▶ [TRY IT]:
The entries below are to be written out exactly, with no images included.
--- TASK MATERIAL Enclosed Below ---
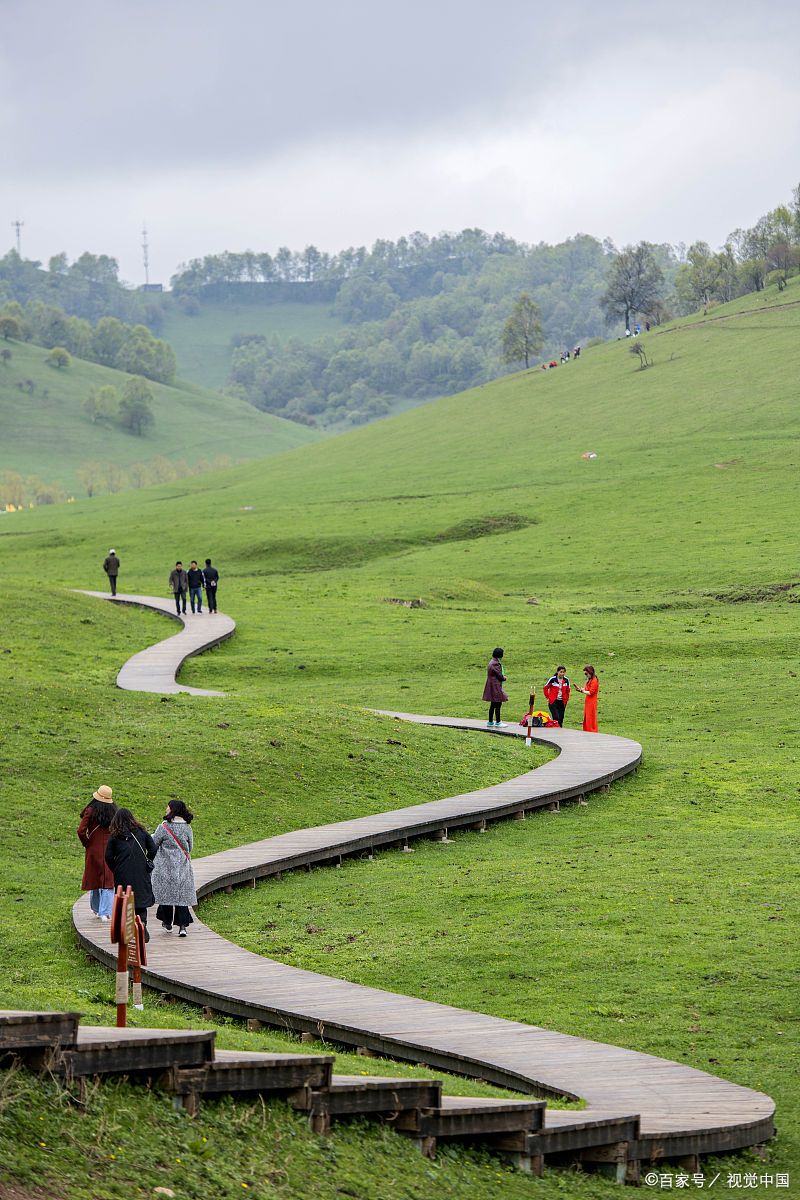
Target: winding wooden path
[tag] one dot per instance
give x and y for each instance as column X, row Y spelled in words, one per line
column 677, row 1109
column 156, row 669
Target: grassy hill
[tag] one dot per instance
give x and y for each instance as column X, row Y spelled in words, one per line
column 203, row 342
column 661, row 917
column 46, row 433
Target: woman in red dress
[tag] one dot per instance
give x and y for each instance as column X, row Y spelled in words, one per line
column 590, row 702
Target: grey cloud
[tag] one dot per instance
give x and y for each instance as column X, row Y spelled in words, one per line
column 116, row 85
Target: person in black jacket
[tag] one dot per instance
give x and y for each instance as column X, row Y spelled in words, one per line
column 112, row 568
column 130, row 855
column 194, row 576
column 211, row 577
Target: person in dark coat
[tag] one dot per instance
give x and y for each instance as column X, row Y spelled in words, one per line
column 210, row 577
column 130, row 855
column 92, row 833
column 179, row 586
column 173, row 879
column 112, row 568
column 493, row 690
column 194, row 580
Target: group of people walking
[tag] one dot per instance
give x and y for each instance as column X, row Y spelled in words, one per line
column 120, row 852
column 557, row 694
column 181, row 582
column 192, row 582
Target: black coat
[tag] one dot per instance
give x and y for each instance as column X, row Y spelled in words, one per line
column 128, row 857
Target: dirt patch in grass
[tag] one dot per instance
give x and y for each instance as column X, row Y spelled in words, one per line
column 758, row 593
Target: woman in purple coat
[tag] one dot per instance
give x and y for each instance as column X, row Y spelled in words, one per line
column 493, row 690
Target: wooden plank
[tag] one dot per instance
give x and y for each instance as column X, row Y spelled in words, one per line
column 36, row 1031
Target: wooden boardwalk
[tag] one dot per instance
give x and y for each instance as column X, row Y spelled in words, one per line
column 156, row 669
column 678, row 1110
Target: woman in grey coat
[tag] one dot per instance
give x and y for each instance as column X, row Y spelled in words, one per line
column 173, row 879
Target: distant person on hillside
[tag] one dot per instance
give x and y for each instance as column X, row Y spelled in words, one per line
column 493, row 690
column 179, row 586
column 112, row 568
column 557, row 694
column 173, row 879
column 92, row 834
column 194, row 579
column 590, row 702
column 211, row 577
column 130, row 855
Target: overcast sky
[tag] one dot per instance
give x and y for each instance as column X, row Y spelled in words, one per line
column 250, row 124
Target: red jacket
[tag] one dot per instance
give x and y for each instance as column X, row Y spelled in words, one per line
column 96, row 873
column 552, row 689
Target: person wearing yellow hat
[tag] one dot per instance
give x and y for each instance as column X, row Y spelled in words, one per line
column 94, row 834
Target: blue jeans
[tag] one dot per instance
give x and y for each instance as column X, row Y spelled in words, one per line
column 101, row 900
--- End of Enclosed TASK MATERIAL ---
▶ [RESULT BELOW]:
Target: winding wooden path
[tag] one dot per instance
give x and y for each instance as column X, row Y spelled in words, one per line
column 677, row 1109
column 156, row 669
Target: grassy hill
[tag] one dot per instance
give x and y for each instance as column X, row Y spelled in words, one per line
column 203, row 342
column 661, row 917
column 46, row 433
Target: woman in red dress
[tag] one dot per instance
give x and y for each instance as column X, row Y spelled in words, one per line
column 590, row 702
Target: grey cloud
[tag] one dot per instance
give x and y for each instance as column X, row Y spelled in words, one per line
column 116, row 85
Target: person in black jacket
[tag] one dot per instance
give x and y for each instance as column X, row Y spelled in words, one per line
column 112, row 568
column 130, row 855
column 194, row 576
column 211, row 577
Target: person in dark coat
[tag] one dot per instance
give x and y for each instance as column X, row Y spelled in words, one per line
column 210, row 577
column 130, row 855
column 92, row 833
column 179, row 586
column 173, row 879
column 112, row 568
column 493, row 690
column 194, row 580
Target: group of people walking
[tag] one dot per instance
give x and y for each instance as column X, row Y spelled in words, one per line
column 120, row 852
column 557, row 694
column 181, row 582
column 192, row 582
Target: black coat
[tag] one dot per instance
give x and y for each instance as column X, row Y spelled in words, one per line
column 128, row 857
Target: dirt patch in grass
[tag] one dot per instance
give x and y for each instance as column X, row Y spelled in words, one per line
column 758, row 593
Target: woman in purple coat
[tag] one dot per instance
give x and y for each instance as column X, row Y spelled in words, one per line
column 493, row 690
Target: wooden plank
[tag] one dot per instance
give x and y for each instance as column X, row Y spelled in words, one per line
column 36, row 1031
Target: wooden boardwalk
[tag] one dot per instance
give x and y for each instance as column X, row Y spelled in words, one per line
column 156, row 669
column 678, row 1110
Target: woman in grey coat
[tag] one dot per instance
give x and y for each instance as column X, row Y spelled in words, one per line
column 173, row 879
Target: distant person on hillside
[tag] one dot per instance
give x and y for each instance as column X, row Y spelled in words, one per line
column 493, row 690
column 179, row 586
column 112, row 568
column 557, row 694
column 173, row 879
column 92, row 834
column 194, row 579
column 590, row 702
column 211, row 577
column 130, row 855
Target: overcast sky
[tag] one dot per instance
give x and y for each instance as column X, row Y spelled in words, one per line
column 250, row 124
Target: red jacket
[tag] one dot per instance
give x and y for each instance as column X, row Y spelled in words, one per line
column 96, row 873
column 552, row 689
Target: person wearing yellow hat
[tag] one dot per instance
give x and y for each instance as column X, row Y spelled in words, one per line
column 94, row 834
Target: blue jeans
[tag] one dot per instance
give x and y for each instance as column X, row Y spelled in words, one per line
column 101, row 900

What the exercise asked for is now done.